> [Work request 1]: In the article about Carlos Gonzalez's toy drive, why are Gonzalez's mother and brother spending more time than usual in Denver this offseason? Answer in one to three sentences.
> [Work request 2]: List every organization named in the article about Carlos Gonzalez's toy drive as a recipient of the donated toys.
> [Work request 3]: According to the article about Carlos Gonzalez's toy drive, whom has Gonzalez hired as his assistant?

> [Text for analysis]:
◆ ◆ ◆ ◆

Gonzalez will make appearances on Dec. 14 at the Coors Field Diamond Dry Goods Store from 9-11 a.m. MT and at the Colorado Springs Rockies Dugout Store from 1-2 p.m. Fans who bring a toy suitable for a child ages infant to 14 may receive an autograph from Gonzalez during the Precious CarGo Toy Drive. With the help of the Colorado Rockies Foundation, the toys will be donated to Colorado organizations serving children in need -- Samaritan House, Tennyson Center, Vino y Chocolate Toy Drive, GIVE Denver-Adopt a Family and Children's Hospital Colorado.
Gonzalez has made two All-Star Game appearances and won three Rawlings Gold Glove Awards during his career with the Rockies. Now he wants to establish himself as a star in the community. He is organizing the Carlos Gonzalez Foundation to help charitable causes in Colorado and in his home country of Venezuela. Gonzalez is working with his agent, Scott Boras, and has hired former Rockies assistant equipment manager Joe Diaz as his assistant. Gonzalez expects to have many programs in addition to the holiday toy drive.
"It's a beginning," Gonzalez said. "I want to provide motivation to keep kids on the right path."
Gonzalez and his family enter the toy drive with some familiarity with the process. Gonzalez's wife, Indonesia, conducted similar toy drive projects in Venezuela, where she was a major soap opera star. To make sure all goes well, Gonzalez's mother and brother are spending more time than usual in Denver this offseason. In January, he'll go to his offseason home in Orlando, Fla., to prepare in earnest for the season.
"I want to get involved in this community and do it right -- that's the way I want to do business," Gonzalez said. "I want to help kids reach their dreams."
As a child in Venezuela, Gonzalez loved playing baseball and dreamed of his future, but he wishes that somewhere along the line he could have met a Major Leaguer. Now kids in Colorado don't have to worry about that.

◆ ◆ ◆ ◆

> [Entries provided]:

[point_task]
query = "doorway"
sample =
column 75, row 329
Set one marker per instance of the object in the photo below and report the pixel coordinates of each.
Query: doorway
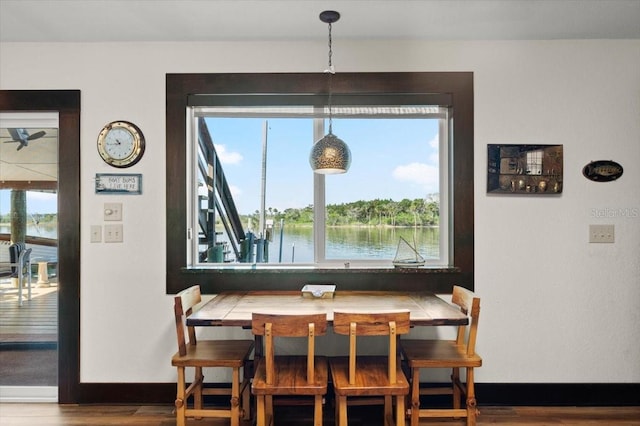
column 29, row 256
column 66, row 104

◆ ◆ ◆ ◆

> [Response area 1]: They are staying longer in Denver to make sure the toy drive goes well.

> [Response area 2]:
- Samaritan House
- Tennyson Center
- Vino y Chocolate Toy Drive
- GIVE Denver-Adopt a Family
- Children's Hospital Colorado

> [Response area 3]: He has hired Joe Diaz, a former Rockies assistant equipment manager.